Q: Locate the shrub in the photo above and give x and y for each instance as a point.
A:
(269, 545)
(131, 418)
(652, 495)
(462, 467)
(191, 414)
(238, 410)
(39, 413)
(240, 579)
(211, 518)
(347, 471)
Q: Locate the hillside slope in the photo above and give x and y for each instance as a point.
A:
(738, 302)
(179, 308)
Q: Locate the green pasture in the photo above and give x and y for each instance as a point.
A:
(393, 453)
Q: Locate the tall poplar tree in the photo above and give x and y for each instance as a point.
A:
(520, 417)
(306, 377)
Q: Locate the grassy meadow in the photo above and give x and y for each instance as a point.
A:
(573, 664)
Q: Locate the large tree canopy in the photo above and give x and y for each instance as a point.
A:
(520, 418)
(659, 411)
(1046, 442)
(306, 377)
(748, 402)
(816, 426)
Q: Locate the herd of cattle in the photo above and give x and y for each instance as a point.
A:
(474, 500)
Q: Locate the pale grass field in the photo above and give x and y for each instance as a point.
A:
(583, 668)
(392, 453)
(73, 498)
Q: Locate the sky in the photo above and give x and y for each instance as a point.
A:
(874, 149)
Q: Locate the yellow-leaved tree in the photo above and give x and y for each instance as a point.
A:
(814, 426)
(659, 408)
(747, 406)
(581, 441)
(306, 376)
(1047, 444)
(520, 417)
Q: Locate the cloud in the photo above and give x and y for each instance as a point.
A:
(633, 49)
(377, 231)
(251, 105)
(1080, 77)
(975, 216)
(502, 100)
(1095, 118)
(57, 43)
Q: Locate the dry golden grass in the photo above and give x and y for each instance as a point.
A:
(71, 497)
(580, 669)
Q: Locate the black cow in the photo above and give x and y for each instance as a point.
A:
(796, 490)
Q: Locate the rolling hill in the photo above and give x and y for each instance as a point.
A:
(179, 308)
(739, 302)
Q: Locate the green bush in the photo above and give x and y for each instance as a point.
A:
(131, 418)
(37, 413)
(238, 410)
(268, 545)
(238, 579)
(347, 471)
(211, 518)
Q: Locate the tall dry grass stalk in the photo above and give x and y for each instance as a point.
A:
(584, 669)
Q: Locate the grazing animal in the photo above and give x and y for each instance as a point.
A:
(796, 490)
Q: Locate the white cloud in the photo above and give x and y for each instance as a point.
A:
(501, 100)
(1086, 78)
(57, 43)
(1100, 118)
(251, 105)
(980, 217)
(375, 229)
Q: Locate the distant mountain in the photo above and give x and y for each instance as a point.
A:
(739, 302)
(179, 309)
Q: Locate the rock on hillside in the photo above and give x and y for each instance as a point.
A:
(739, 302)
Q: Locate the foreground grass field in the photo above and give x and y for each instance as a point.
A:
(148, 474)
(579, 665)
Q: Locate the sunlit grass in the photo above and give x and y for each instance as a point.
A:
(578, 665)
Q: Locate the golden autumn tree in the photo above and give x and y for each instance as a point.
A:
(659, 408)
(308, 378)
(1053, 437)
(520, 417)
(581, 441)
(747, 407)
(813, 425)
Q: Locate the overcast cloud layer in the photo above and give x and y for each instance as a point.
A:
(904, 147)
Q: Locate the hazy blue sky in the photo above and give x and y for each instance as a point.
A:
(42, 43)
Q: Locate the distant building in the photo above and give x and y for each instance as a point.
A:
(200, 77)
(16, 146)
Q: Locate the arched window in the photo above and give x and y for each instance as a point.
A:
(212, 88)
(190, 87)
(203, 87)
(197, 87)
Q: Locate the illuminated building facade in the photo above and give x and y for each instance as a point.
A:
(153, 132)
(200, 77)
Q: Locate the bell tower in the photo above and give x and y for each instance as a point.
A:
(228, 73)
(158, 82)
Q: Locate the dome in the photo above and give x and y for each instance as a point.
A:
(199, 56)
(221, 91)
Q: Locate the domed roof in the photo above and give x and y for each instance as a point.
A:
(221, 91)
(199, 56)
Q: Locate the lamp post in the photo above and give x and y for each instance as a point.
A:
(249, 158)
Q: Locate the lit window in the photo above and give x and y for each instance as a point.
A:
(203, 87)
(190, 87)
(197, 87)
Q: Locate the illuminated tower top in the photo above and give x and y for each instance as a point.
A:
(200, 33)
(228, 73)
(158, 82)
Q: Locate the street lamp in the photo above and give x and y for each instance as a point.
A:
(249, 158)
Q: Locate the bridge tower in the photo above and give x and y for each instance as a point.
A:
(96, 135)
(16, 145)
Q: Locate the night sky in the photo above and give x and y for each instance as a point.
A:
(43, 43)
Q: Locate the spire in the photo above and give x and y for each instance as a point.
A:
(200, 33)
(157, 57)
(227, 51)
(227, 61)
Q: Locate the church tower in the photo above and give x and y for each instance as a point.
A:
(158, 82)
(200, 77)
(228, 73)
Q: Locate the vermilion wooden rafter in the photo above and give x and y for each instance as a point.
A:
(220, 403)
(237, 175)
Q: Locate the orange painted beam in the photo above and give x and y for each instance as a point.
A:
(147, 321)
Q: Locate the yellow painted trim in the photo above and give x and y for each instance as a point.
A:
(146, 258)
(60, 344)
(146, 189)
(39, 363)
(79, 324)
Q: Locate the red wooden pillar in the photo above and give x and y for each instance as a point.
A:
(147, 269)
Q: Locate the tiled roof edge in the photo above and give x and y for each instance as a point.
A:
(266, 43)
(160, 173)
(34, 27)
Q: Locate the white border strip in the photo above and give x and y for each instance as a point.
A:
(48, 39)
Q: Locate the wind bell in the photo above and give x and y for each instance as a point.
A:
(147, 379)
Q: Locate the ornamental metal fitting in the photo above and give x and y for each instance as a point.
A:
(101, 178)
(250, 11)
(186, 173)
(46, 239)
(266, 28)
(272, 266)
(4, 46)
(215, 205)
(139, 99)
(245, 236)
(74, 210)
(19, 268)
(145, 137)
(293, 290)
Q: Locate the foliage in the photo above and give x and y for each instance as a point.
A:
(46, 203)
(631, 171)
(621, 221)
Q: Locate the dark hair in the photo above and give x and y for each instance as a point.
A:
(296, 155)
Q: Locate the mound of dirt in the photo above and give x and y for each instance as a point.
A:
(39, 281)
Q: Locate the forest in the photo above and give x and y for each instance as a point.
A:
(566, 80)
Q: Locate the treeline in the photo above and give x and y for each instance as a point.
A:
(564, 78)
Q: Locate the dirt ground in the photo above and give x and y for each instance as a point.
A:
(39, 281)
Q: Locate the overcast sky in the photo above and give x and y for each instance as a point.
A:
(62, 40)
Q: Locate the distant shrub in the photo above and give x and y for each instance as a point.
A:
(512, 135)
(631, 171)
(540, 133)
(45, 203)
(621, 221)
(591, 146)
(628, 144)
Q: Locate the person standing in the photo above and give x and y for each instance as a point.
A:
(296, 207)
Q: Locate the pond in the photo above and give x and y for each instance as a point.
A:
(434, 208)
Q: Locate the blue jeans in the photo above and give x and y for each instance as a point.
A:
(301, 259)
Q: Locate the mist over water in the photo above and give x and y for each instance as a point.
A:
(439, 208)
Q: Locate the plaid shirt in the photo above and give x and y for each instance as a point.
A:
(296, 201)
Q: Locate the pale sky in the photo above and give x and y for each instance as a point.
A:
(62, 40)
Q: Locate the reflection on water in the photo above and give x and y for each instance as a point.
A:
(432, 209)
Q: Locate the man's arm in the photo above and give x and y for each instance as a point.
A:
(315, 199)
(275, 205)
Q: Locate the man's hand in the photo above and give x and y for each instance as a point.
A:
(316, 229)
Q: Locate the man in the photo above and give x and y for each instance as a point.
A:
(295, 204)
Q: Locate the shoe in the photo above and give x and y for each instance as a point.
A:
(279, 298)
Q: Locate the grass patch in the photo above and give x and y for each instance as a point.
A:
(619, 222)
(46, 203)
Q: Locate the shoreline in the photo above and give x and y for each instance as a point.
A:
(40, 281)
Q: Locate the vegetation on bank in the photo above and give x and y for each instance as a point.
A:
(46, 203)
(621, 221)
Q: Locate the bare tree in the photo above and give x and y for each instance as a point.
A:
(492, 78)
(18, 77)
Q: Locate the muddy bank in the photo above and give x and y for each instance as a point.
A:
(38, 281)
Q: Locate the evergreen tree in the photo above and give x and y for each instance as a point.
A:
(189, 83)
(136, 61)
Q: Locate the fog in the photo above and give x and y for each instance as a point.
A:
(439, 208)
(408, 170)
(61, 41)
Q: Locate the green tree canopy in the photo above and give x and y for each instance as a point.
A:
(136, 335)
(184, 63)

* * * * * * * * *

Directions for this task:
Each line of the records above that contains the word "roof" should be counted; give the resulting number without further words.

Response below:
2